**DO THIS**
Pick out every line in the items below that contains the word "face", and copy each such line in full.
"""
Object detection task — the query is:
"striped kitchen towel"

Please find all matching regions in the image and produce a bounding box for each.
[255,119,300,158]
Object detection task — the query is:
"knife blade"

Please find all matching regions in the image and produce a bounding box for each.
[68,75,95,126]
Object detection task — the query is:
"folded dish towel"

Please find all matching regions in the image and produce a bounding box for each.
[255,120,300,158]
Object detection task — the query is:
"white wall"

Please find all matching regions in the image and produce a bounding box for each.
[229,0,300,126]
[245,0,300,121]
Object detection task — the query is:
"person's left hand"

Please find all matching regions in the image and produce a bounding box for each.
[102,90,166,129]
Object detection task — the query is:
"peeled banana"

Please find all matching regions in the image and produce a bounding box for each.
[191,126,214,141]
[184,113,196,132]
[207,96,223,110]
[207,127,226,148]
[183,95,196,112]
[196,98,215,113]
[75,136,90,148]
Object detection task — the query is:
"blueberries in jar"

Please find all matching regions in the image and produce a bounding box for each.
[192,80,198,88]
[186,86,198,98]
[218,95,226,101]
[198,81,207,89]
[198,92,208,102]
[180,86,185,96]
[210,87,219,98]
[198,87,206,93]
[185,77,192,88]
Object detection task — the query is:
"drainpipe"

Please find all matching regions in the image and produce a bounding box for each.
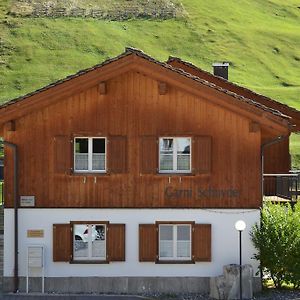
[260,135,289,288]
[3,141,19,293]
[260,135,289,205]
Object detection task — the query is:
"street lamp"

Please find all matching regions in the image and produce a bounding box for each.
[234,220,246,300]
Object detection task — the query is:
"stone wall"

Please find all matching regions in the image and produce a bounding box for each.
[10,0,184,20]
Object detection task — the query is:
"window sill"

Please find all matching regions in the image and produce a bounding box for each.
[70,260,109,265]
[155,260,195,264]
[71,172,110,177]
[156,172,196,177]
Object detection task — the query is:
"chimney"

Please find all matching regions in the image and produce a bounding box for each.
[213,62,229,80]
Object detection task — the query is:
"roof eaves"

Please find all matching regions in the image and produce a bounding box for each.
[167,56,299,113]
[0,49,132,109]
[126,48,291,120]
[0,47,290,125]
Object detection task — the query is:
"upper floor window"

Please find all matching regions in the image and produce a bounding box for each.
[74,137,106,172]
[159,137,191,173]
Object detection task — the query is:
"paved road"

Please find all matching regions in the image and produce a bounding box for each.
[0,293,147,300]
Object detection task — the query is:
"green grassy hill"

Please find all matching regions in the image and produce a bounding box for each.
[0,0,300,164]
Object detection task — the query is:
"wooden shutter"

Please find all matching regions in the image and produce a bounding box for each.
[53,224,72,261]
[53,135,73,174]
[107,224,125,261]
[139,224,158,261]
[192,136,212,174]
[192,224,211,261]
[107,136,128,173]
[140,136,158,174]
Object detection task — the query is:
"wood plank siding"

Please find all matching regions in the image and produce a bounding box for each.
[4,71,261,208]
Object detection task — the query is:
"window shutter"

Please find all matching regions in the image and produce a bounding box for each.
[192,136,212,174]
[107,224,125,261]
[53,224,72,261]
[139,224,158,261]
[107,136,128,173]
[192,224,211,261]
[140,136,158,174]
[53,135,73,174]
"""
"""
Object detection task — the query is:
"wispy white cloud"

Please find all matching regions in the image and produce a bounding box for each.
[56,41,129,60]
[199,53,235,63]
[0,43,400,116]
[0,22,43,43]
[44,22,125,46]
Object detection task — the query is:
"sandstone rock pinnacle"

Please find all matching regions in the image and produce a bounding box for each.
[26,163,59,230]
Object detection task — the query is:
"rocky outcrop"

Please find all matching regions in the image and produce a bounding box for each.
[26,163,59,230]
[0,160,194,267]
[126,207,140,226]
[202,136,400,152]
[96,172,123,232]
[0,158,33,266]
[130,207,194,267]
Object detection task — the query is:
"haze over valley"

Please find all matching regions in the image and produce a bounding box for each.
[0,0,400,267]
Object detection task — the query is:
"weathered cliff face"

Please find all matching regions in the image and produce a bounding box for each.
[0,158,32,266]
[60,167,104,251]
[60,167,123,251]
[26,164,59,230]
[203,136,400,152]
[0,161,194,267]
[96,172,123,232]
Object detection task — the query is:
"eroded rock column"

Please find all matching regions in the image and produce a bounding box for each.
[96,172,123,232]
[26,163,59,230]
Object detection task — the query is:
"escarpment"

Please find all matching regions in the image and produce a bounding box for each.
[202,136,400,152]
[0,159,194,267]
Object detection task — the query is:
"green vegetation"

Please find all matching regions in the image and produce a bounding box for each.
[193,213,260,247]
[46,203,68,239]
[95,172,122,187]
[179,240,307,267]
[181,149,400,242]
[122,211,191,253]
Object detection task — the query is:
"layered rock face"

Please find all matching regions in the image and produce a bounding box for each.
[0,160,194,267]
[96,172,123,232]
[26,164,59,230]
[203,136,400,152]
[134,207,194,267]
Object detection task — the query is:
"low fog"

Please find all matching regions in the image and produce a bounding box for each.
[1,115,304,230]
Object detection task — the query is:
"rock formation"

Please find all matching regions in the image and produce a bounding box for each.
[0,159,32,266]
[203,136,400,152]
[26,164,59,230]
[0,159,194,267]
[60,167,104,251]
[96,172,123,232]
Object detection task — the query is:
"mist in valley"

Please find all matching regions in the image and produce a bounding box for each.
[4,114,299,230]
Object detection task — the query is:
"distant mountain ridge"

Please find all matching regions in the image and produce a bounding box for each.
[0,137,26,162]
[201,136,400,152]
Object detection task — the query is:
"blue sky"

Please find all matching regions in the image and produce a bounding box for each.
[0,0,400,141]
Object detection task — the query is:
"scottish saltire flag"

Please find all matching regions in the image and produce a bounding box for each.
"""
**COMPLETE RESPONSE**
"weathered cliff face"
"layered rock face"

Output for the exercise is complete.